━━ Dataset excerpts

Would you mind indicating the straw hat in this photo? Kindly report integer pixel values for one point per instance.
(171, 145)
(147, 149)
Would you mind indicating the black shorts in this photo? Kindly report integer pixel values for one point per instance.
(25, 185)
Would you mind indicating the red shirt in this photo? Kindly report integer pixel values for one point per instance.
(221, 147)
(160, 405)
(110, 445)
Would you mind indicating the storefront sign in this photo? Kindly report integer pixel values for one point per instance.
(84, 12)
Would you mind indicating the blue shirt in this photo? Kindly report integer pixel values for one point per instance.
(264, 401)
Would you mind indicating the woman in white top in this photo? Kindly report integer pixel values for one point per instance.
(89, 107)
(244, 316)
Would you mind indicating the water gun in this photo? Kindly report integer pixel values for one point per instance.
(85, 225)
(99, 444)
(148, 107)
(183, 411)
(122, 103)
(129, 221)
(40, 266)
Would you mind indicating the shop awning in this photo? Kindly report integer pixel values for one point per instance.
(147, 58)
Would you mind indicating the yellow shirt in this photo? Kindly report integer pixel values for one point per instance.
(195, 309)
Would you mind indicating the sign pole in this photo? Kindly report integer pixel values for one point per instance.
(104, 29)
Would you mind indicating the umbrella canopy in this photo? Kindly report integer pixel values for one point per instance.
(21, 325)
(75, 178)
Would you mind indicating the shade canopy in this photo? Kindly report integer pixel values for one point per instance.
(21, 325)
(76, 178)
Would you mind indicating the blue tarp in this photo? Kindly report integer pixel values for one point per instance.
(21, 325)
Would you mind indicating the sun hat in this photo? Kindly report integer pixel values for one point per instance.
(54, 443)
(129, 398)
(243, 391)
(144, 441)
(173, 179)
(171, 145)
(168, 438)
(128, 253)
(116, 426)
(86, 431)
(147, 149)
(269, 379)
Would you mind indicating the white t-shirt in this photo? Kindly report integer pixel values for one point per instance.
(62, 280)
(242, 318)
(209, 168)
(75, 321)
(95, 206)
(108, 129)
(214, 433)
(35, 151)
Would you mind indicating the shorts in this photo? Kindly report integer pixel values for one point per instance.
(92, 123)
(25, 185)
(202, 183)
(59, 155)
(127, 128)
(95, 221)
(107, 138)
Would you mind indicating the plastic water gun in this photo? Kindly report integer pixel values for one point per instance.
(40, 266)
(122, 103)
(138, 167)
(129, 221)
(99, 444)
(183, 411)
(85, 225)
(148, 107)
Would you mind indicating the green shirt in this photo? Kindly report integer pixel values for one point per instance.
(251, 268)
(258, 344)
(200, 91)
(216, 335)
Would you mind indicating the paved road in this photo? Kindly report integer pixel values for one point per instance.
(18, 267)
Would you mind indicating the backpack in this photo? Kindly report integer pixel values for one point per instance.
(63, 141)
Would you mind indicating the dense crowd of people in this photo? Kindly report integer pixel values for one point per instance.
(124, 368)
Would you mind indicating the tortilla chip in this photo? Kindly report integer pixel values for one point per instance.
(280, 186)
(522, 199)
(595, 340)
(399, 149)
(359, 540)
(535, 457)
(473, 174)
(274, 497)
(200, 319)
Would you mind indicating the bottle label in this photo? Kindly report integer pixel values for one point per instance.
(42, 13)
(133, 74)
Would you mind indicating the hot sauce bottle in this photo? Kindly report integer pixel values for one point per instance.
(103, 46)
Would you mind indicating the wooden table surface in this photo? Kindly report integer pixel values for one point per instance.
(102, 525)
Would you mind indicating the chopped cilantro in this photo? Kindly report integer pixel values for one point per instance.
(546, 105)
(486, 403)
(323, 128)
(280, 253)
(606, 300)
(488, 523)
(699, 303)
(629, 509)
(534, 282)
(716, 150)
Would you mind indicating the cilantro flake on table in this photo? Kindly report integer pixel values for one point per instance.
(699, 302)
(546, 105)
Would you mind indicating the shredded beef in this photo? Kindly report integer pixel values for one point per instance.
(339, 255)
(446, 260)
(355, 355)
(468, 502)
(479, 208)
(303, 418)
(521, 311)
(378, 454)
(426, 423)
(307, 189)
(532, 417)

━━━━

Task to carry out -> Only the lines from the one that contains "Would you mind indicating the hot" to the end of the data should be output, exactly as they appear.

Correct answer ->
Would you mind indicating the hot sauce bottle in this photo? Kindly report integer pixel values for one point per instance.
(103, 46)
Would you mind indicating the wooden table surface in this photo? Kindly report integer pixel values for one point per instance.
(102, 525)
Would you mind indicating the chopped cilantro in this photo? Kindly report integer pixel values for one point per instance.
(546, 105)
(486, 403)
(323, 128)
(280, 253)
(606, 300)
(488, 523)
(699, 303)
(629, 509)
(534, 282)
(716, 150)
Would you mind indicating the cilantro flake on table in this photo? Kindly report integer pixel values for one point per instance.
(699, 302)
(546, 105)
Would you mind indicating the shredded beef in this photo? Kindly report integer pixel values for one point per instance.
(339, 255)
(446, 260)
(355, 355)
(468, 502)
(479, 208)
(303, 418)
(521, 311)
(378, 454)
(426, 423)
(307, 189)
(532, 417)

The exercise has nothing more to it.